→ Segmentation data
※ ※ ※
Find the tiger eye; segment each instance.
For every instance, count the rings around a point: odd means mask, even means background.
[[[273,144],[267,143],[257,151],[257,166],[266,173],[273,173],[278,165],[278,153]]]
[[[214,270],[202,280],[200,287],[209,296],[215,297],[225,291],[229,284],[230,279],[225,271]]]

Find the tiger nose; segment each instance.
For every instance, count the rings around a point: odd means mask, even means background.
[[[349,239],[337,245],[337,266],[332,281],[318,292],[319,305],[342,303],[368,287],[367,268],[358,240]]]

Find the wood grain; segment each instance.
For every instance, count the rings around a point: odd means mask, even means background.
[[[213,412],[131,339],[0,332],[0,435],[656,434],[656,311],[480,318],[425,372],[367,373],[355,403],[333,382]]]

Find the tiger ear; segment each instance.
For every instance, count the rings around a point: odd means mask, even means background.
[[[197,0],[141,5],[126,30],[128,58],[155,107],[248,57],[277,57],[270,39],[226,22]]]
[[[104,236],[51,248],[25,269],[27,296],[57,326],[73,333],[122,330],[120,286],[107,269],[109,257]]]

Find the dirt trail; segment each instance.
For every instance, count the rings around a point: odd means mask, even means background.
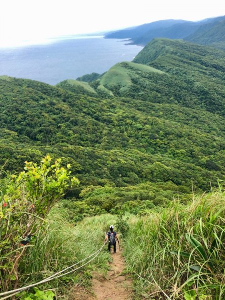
※ ※ ※
→ DIRECTIONS
Reproduce all of the entries above word for word, leaving out the pictures.

→ ANSWER TO THE TASK
Find the tiger eye; segment each instance.
For every instance, count the rings around a point: odd means mask, even means background.
[[[273,144],[267,143],[257,151],[257,166],[266,173],[273,173],[278,165],[278,153]]]
[[[214,270],[202,280],[200,287],[209,296],[215,297],[225,291],[229,284],[230,279],[225,271]]]

Find the tiger nose; segment each instance.
For every instance, count the rings around a point: odd means mask, even means background.
[[[349,239],[337,245],[337,266],[332,281],[318,292],[319,305],[342,303],[368,287],[367,268],[358,240]]]

Find the wood grain; segment each instance.
For every instance, count the rings around a point: odd means mask, even means background.
[[[213,412],[131,339],[0,332],[0,435],[656,434],[656,311],[480,318],[425,372],[367,373],[355,403],[333,382]]]

Find the tiger ear; segment each instance.
For every instance, count the rings around a point: odd means mask, even means background.
[[[197,0],[141,5],[126,30],[128,58],[155,107],[248,57],[277,57],[270,39],[226,22]]]
[[[104,236],[51,248],[25,269],[27,296],[57,326],[73,333],[122,330],[120,286],[107,269],[109,257]]]

Find the dirt trail; segment each instance.
For every instance, count the rings around a point: odd means mask, even means background.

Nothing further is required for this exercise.